◆ **Exercise instructions**
Find and copy each line of the records where the string "bigger" shows up.

Source records
%%
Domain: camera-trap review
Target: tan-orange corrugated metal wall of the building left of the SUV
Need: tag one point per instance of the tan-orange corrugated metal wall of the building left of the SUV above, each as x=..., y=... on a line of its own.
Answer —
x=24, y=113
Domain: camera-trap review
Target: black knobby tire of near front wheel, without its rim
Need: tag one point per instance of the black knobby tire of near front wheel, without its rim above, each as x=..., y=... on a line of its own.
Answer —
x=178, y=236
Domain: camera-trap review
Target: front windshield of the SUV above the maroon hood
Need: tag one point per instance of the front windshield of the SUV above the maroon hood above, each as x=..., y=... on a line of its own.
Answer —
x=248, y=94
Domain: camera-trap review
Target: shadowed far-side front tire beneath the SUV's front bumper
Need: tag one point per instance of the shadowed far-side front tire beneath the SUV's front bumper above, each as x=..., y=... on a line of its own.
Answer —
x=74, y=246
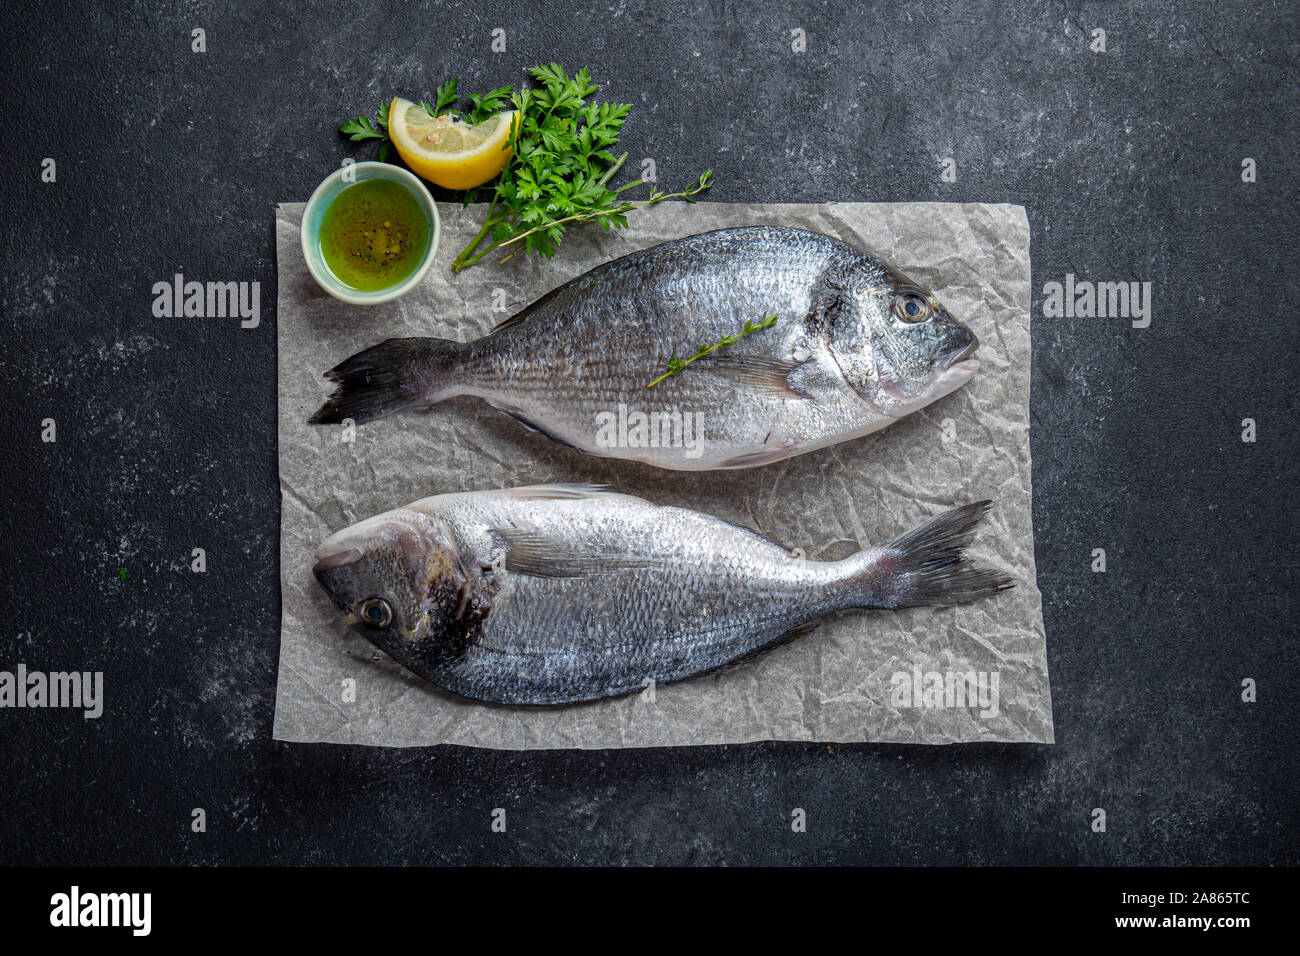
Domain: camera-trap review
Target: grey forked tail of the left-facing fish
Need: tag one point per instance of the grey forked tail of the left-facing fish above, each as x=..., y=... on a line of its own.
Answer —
x=926, y=566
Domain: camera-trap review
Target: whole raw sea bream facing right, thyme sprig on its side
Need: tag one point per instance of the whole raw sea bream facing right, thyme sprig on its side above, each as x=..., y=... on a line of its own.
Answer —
x=856, y=347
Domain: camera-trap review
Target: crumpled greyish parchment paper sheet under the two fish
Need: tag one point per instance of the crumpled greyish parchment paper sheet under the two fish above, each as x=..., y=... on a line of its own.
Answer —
x=860, y=677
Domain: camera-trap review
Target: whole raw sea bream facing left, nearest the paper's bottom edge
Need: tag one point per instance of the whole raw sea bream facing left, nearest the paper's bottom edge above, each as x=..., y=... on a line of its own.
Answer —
x=564, y=594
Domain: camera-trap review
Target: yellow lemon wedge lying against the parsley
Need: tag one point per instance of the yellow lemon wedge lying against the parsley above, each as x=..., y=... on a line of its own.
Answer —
x=447, y=152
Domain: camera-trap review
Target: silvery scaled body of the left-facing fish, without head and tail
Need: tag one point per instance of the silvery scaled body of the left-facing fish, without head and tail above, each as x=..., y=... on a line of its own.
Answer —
x=707, y=595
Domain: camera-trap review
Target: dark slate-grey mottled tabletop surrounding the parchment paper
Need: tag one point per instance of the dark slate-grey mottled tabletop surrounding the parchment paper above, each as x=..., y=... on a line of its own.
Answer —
x=1129, y=163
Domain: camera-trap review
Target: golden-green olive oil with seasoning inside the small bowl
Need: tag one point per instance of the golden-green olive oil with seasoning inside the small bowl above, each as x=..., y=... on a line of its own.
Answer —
x=374, y=235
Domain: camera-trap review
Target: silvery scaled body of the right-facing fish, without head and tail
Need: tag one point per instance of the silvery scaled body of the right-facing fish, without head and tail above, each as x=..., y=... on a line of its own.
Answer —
x=592, y=347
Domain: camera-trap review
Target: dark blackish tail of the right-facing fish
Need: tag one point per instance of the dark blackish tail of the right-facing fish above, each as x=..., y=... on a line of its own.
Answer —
x=393, y=375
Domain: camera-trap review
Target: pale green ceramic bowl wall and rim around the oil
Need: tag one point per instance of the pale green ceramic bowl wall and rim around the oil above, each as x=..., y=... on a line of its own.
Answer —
x=315, y=213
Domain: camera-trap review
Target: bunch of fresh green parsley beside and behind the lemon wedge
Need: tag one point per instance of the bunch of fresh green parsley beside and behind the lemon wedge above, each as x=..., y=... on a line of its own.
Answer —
x=561, y=168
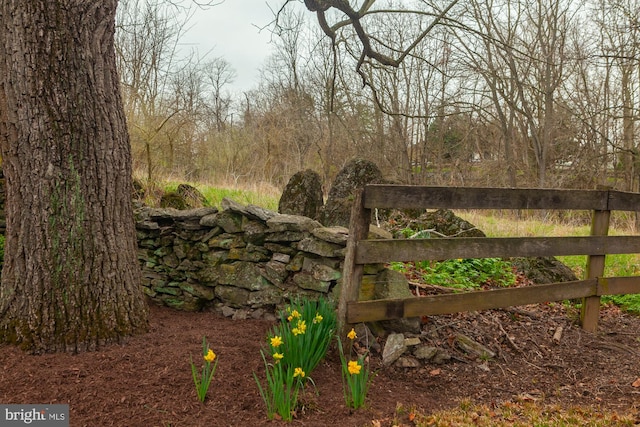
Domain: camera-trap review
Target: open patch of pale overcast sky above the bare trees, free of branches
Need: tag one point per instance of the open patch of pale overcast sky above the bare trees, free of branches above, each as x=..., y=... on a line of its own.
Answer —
x=231, y=30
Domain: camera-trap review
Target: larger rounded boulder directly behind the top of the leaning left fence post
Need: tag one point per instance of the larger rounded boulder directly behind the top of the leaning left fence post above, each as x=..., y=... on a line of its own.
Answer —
x=355, y=174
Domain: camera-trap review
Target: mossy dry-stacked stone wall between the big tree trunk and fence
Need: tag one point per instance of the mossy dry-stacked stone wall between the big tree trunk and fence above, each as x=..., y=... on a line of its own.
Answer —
x=243, y=257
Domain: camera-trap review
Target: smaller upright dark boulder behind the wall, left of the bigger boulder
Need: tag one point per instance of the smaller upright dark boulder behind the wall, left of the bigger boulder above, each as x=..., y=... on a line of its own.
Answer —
x=302, y=195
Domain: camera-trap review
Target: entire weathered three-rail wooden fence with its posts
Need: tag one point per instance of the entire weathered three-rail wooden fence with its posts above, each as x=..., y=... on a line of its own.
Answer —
x=596, y=246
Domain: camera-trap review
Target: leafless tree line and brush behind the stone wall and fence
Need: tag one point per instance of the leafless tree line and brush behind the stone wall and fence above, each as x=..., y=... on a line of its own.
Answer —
x=538, y=93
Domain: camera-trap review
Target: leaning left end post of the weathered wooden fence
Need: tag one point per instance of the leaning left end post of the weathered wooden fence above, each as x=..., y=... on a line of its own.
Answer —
x=352, y=272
%%
◆ **Expected answer**
Target: smaller upright dark boulder behind the wall, left of the bigger boulder
Need: tag one point per instance of the smaller upright dark boulder behind the wall, left of the bigger boulder above, each as x=..., y=... on a line of its own.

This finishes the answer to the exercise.